**GOAL OF THE EXERCISE:** Every entry that follows should be reproduced exactly.

**SUPPLIED ENTRIES:**
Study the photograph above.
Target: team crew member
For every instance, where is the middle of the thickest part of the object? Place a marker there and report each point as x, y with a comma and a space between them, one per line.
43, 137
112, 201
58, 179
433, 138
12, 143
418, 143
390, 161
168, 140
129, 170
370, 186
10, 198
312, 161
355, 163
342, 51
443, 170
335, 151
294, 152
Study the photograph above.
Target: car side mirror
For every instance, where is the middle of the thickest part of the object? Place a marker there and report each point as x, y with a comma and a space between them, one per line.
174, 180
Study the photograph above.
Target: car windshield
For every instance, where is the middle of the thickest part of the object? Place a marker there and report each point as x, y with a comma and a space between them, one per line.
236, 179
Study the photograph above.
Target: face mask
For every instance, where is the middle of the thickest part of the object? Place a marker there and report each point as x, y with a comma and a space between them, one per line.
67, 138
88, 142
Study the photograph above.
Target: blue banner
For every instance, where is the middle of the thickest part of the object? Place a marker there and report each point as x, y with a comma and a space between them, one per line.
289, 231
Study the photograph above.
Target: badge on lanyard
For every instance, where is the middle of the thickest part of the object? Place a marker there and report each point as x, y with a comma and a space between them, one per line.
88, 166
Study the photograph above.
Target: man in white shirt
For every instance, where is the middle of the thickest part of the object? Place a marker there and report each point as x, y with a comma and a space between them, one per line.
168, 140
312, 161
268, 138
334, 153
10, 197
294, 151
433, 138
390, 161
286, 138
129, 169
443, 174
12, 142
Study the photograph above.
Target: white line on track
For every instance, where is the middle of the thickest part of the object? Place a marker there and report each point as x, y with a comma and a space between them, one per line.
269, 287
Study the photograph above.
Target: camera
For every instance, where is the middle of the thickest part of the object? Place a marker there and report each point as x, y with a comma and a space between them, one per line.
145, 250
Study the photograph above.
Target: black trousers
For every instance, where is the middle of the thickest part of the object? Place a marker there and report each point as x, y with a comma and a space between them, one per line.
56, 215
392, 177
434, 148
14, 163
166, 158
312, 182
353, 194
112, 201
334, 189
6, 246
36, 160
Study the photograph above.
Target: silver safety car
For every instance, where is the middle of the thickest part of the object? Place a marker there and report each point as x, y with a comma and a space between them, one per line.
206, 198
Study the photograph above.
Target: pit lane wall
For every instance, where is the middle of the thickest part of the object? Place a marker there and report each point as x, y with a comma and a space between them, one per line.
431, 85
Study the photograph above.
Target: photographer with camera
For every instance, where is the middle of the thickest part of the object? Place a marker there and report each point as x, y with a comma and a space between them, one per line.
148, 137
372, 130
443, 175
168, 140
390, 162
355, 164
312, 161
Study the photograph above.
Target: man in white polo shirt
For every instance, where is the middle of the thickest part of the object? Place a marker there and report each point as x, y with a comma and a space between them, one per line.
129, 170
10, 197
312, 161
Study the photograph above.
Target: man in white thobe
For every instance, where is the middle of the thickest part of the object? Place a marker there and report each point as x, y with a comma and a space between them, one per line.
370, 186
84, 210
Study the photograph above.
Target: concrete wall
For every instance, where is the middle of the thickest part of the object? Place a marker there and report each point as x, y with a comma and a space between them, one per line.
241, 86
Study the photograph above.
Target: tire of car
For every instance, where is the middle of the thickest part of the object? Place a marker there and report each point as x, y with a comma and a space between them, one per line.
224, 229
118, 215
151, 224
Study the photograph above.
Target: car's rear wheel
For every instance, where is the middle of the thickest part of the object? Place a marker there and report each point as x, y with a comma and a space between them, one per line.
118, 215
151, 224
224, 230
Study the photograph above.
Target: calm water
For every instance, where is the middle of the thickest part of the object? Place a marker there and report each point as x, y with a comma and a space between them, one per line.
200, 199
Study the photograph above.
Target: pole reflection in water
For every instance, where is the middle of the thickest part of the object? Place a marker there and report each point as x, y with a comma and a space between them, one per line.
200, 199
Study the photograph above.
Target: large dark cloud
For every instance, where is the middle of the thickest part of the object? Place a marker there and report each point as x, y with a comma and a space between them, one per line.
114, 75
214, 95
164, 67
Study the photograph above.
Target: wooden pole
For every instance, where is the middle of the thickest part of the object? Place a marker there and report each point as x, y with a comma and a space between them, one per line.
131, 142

**EXERCISE RESPONSE:**
Study the photograph above.
Target: team crew member
For every instance, where is the middle of the thickest part of the object? Place a marker there and report each point as x, y with a comma and a space between them, one per line.
43, 137
112, 201
58, 179
433, 138
12, 143
418, 143
390, 161
168, 140
129, 170
370, 186
10, 198
312, 161
355, 163
342, 51
443, 170
335, 151
294, 152
Study the photograph above.
Target: car side mirror
For every instance, where is the middle of the thickest part of the object? Place a marker there and report each point as x, y with a comma and a space between them, one per line.
174, 180
Study the photograph above.
Target: car windshield
For every instance, where is the middle of the thickest part of the object? Place a marker there and report each point as x, y with a comma and a space between them, one per line.
236, 179
Study the photograph above.
Target: face mask
For every instance, where is the middle of the thickest part of the object? Place a marker there and report each point as x, y with a comma and a space between them, one per line.
67, 138
88, 142
Study the photograph above.
Target: blue banner
For every instance, where is the middle of the thickest part of the object? Place a marker there and report each point as x, y with a comma and a space between them, one per line.
289, 231
Study the photograph above.
Target: badge on lanyard
For every instance, where is the middle of the thickest part of the object? Place a marker there and report each point as x, y with a comma and a space between them, one per line.
88, 166
Study the photograph above.
Target: man in white shirt
For every instance, where is the middle of the thickest part of the object? Place a marker there and report each point as x, y with a comma and a space between them, one per line.
168, 140
312, 161
268, 138
334, 153
10, 197
294, 151
433, 138
390, 161
286, 138
129, 169
443, 174
12, 142
Study the photograph above.
Target: white line on track
For every instance, where is the middle of the thickest part of the object? Place a marker there and report each point as x, y with a comma and a space between them, one per line.
269, 287
Study the photograph above.
Target: camera
For every instance, where is the middle of the thickest part of the object? Place a marker there and report each point as x, y with a comma and a space between them, one per line.
145, 250
Study the photograph above.
Target: black trousers
For every instance, where is the middle of the thickest part of the object? Place a marker there and report each point as x, y with a comma and a space between them, one per line.
56, 215
392, 177
434, 148
14, 163
166, 158
312, 182
353, 194
112, 201
334, 189
6, 246
36, 160
Study the photograph above.
Target: silver safety car
For every instance, where is the middle of the thickest part of the object? Place a marker there and report each point as x, y with a comma and a space between them, one per line.
206, 198
Study the photograph above.
Target: pit lane wall
For every instance, where is the middle of the thickest part of the object? Place a marker there and report each point as x, y with a comma and a space between them, one per line.
431, 85
Study the photograph above.
Target: photographer with camera
For every instance, where is the middle of the thickest part of the object? Place a marker there and report each point as x, y with a comma and a space between them, one per line.
148, 137
372, 130
443, 175
168, 140
390, 162
355, 164
312, 161
Study the photograph above.
Target: man in white polo shirt
For every instance, where is the middle of the thickest part of the object? Place a marker there and report each point as x, y with a comma and a space between them, one per line.
129, 170
10, 197
312, 161
Study the photograph above.
Target: man in white thobe
For every instance, where is the middle of the thickest part of the object? Place a marker there and report each point as x, y with a comma and a space between them, one per line.
370, 186
84, 210
Study the photograph above.
Target: concrete wall
For every instance, where is the middle of the thickest part of the object? Place a marker there and report each point as x, y with a comma and a space between them, one per line.
241, 86
Study the photograph above.
Target: tire of car
For every instance, where is the middle of the thickest part of the object? Place a marker there and report each point as x, y with a comma and a space between them, one per line.
224, 229
118, 215
151, 224
Study the photograph above.
Target: car's rear wheel
For every instance, where is the middle of the thickest part of the object? Place a marker there and report each point as x, y with a comma and a space between them, one per line.
118, 215
151, 224
224, 230
Study the photograph above.
Target: calm water
For every instance, where is the middle of the thickest part of the object? Place a marker there and report each point as x, y with a comma and a space between them, one per line.
200, 199
Study the photograph above.
Target: pole reflection in water
For every instance, where is the middle of the thickest part of the object? Place a marker there and report each point as x, y with a comma and a space between them, one per line.
200, 199
Study the photograph above.
Target: large dark cloud
For every instance, where is the middle of the thickest part of the object? Place a marker there and report each point as x, y with a comma and a space between them, one per line.
114, 75
214, 95
164, 67
Study the photograph above.
Target: wooden pole
For every instance, where is the middle of the thickest part of the object? Place a marker there and report each point as x, y with a comma and a space between them, one per line.
131, 142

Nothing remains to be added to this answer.